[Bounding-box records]
·····

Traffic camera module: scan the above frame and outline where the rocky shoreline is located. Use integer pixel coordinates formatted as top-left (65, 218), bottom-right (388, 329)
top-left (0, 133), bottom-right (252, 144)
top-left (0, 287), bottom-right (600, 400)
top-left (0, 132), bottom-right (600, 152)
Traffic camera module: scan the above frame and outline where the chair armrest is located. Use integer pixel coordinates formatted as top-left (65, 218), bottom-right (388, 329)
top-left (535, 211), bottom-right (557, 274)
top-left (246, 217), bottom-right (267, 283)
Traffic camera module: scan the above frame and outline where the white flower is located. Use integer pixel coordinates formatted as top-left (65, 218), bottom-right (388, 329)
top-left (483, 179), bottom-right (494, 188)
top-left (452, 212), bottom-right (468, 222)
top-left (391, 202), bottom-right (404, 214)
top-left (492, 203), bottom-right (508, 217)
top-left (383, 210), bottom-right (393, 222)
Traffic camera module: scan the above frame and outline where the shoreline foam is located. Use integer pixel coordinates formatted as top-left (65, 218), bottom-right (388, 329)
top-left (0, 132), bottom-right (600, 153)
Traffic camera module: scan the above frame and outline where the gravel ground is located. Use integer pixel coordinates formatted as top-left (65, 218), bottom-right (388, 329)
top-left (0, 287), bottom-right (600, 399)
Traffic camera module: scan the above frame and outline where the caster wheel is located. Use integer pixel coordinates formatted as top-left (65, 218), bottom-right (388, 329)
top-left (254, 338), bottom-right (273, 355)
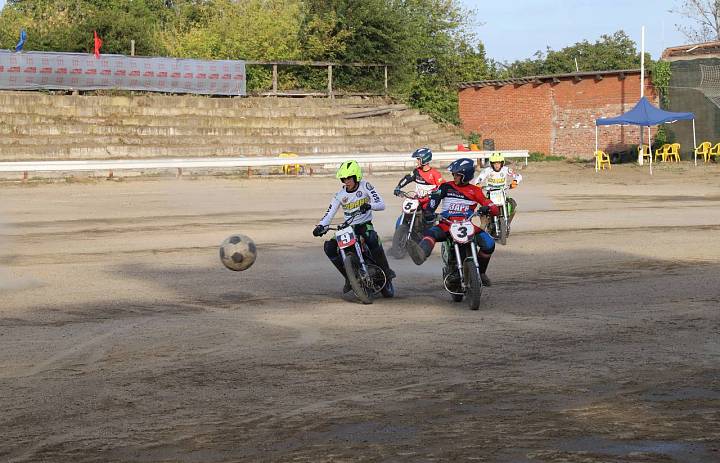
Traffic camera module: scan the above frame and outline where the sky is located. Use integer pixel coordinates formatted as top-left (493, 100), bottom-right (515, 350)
top-left (0, 0), bottom-right (690, 62)
top-left (460, 0), bottom-right (692, 62)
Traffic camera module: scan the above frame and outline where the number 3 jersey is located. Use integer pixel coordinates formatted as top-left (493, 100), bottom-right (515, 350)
top-left (428, 182), bottom-right (498, 215)
top-left (318, 180), bottom-right (385, 227)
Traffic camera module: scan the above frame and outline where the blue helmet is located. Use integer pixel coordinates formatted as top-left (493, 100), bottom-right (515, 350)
top-left (448, 158), bottom-right (475, 183)
top-left (412, 148), bottom-right (432, 166)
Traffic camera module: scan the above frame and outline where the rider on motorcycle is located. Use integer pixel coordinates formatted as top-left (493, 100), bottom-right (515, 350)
top-left (313, 161), bottom-right (395, 293)
top-left (408, 158), bottom-right (498, 286)
top-left (472, 153), bottom-right (522, 223)
top-left (393, 148), bottom-right (445, 197)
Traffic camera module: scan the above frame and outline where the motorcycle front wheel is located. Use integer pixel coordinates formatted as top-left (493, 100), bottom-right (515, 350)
top-left (463, 259), bottom-right (482, 310)
top-left (343, 252), bottom-right (373, 304)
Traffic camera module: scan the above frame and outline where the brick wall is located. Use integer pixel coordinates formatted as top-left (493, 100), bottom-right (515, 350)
top-left (459, 72), bottom-right (657, 158)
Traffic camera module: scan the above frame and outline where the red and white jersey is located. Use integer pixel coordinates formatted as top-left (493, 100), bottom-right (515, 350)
top-left (318, 180), bottom-right (385, 227)
top-left (428, 182), bottom-right (498, 215)
top-left (472, 166), bottom-right (522, 190)
top-left (398, 167), bottom-right (445, 197)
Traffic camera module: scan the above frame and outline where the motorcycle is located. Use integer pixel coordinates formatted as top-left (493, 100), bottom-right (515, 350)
top-left (323, 211), bottom-right (395, 304)
top-left (441, 211), bottom-right (483, 310)
top-left (486, 187), bottom-right (512, 245)
top-left (390, 191), bottom-right (423, 259)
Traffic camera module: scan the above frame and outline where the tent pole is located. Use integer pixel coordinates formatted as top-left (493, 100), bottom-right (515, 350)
top-left (648, 125), bottom-right (652, 175)
top-left (640, 26), bottom-right (645, 99)
top-left (693, 118), bottom-right (697, 167)
top-left (593, 124), bottom-right (598, 172)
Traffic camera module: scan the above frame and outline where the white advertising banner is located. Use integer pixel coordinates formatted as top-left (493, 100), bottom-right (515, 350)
top-left (0, 50), bottom-right (246, 95)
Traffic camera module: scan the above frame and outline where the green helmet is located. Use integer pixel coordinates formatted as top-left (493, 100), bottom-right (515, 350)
top-left (335, 161), bottom-right (362, 182)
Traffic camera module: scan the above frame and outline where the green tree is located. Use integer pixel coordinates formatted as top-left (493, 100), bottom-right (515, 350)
top-left (500, 31), bottom-right (640, 77)
top-left (670, 0), bottom-right (720, 43)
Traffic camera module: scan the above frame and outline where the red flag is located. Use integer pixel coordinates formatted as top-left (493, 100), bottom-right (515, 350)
top-left (93, 31), bottom-right (102, 58)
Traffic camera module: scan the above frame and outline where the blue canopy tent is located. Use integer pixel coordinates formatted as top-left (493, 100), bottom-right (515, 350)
top-left (595, 96), bottom-right (697, 172)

·····

§ Given exercise
Output every record above as a two-column CSV with the header text,answer and one row per record. Put each field in double quotes, turn line breaks into spaces, and leave the pictures out.

§ Exercise response
text,answer
"Traffic camera module: scan the above frame and outline where the rocky shoreline is located. Use integer pixel coordinates formatted as top-left (65, 218), bottom-right (388, 329)","top-left (0, 133), bottom-right (252, 144) top-left (0, 287), bottom-right (600, 400) top-left (0, 132), bottom-right (600, 152)"
"Traffic camera module: scan the above frame and outline where the chair armrest is located. Use integer pixel coordinates formatted as top-left (65, 218), bottom-right (388, 329)","top-left (535, 211), bottom-right (557, 274) top-left (246, 217), bottom-right (267, 283)"
"Traffic camera module: scan the above frame and outline where the white flower is located. Use integer pixel coordinates formatted as top-left (65, 218), bottom-right (388, 329)","top-left (483, 179), bottom-right (494, 188) top-left (452, 212), bottom-right (468, 222) top-left (391, 202), bottom-right (404, 214) top-left (492, 203), bottom-right (508, 217) top-left (383, 210), bottom-right (393, 222)"
"Traffic camera module: scan the above frame and outline where the shoreline foam is located. Use integer pixel coordinates formatted as top-left (65, 218), bottom-right (388, 329)","top-left (0, 132), bottom-right (600, 153)"
"Traffic camera module: scan the above frame and outline where the gravel ground is located. Use integer pixel coordinates formatted as top-left (65, 218), bottom-right (388, 329)","top-left (0, 287), bottom-right (600, 399)"
"Traffic camera module: scan the above frame and outline where the caster wheel is located. Use integer pixel coordinates formatted as top-left (65, 218), bottom-right (388, 329)","top-left (254, 338), bottom-right (273, 355)"
"Traffic camera module: scan the above frame and outline where the sky is located. Use integer pixel coordinates formatted as top-left (493, 100), bottom-right (515, 350)","top-left (0, 0), bottom-right (690, 62) top-left (460, 0), bottom-right (692, 62)"
"Traffic camera module: scan the above frame and outline where the number 3 jersey is located. Use integer pixel coordinates formatted as top-left (493, 100), bottom-right (515, 350)","top-left (428, 182), bottom-right (498, 215) top-left (318, 180), bottom-right (385, 227)"
"Traffic camera module: scan the above frame and outline where the blue helmet is located. Use integer pixel coordinates formatted as top-left (493, 100), bottom-right (515, 350)","top-left (448, 158), bottom-right (475, 183) top-left (412, 148), bottom-right (432, 166)"
"Traffic camera module: scan the above frame and outline where the rider on motorcycle is located. Use integer pixel coordinates formatted as top-left (493, 100), bottom-right (515, 350)","top-left (313, 161), bottom-right (395, 293) top-left (408, 158), bottom-right (498, 286) top-left (472, 153), bottom-right (522, 223) top-left (393, 148), bottom-right (445, 197)"
"Traffic camera module: scan the above frame and outline where the motorcycle front wheel is located. Use integer pixel coordinates formatted as top-left (493, 100), bottom-right (515, 350)","top-left (463, 259), bottom-right (482, 310) top-left (343, 252), bottom-right (373, 304)"
"Traffic camera module: scan the above frame and outline where the brick wall is located. Use integer pixel coordinates formatted as top-left (493, 100), bottom-right (515, 350)","top-left (459, 72), bottom-right (657, 158)"
"Traffic camera module: scan the above frame and outline where the red and white jersey is located. Use integer pixel coordinates formatted as top-left (493, 100), bottom-right (515, 350)","top-left (318, 180), bottom-right (385, 227) top-left (428, 182), bottom-right (498, 215) top-left (472, 166), bottom-right (522, 190) top-left (398, 167), bottom-right (445, 197)"
"Traffic camera module: scan the above frame and outline where the motorcycle is located. Use integer pixel coordinates formatted as top-left (493, 100), bottom-right (515, 350)","top-left (323, 211), bottom-right (395, 304) top-left (441, 211), bottom-right (483, 310) top-left (486, 187), bottom-right (512, 245) top-left (390, 191), bottom-right (423, 259)"
"Traffic camera module: scan the above frame and outline where the tent pole is located. Use integer pixel coordinates formatted as top-left (493, 100), bottom-right (515, 350)","top-left (648, 125), bottom-right (652, 175) top-left (640, 26), bottom-right (645, 99) top-left (693, 118), bottom-right (697, 167) top-left (593, 124), bottom-right (598, 172)"
"Traffic camera module: scan the above frame and outline where the white advertising banner is located. Use integer pixel coordinates formatted as top-left (493, 100), bottom-right (515, 350)","top-left (0, 50), bottom-right (246, 95)"
"Traffic camera module: scan the above frame and outline where the green helmet is located. Use integer pixel coordinates formatted as top-left (493, 100), bottom-right (515, 350)","top-left (335, 161), bottom-right (362, 182)"
"Traffic camera module: scan the above frame and outline where the green tree is located. Use integer pixel coordinates formatted as top-left (493, 100), bottom-right (515, 350)","top-left (500, 31), bottom-right (640, 77) top-left (670, 0), bottom-right (720, 43)"
"Traffic camera module: scan the above frame and outline where the red flag is located. Use integer pixel coordinates formatted as top-left (493, 100), bottom-right (515, 350)","top-left (93, 31), bottom-right (102, 58)"
"Traffic camera module: scan the above frame and outline where the blue canopy tent is located. Use integer pixel coordinates formatted as top-left (493, 100), bottom-right (515, 350)","top-left (595, 96), bottom-right (697, 172)"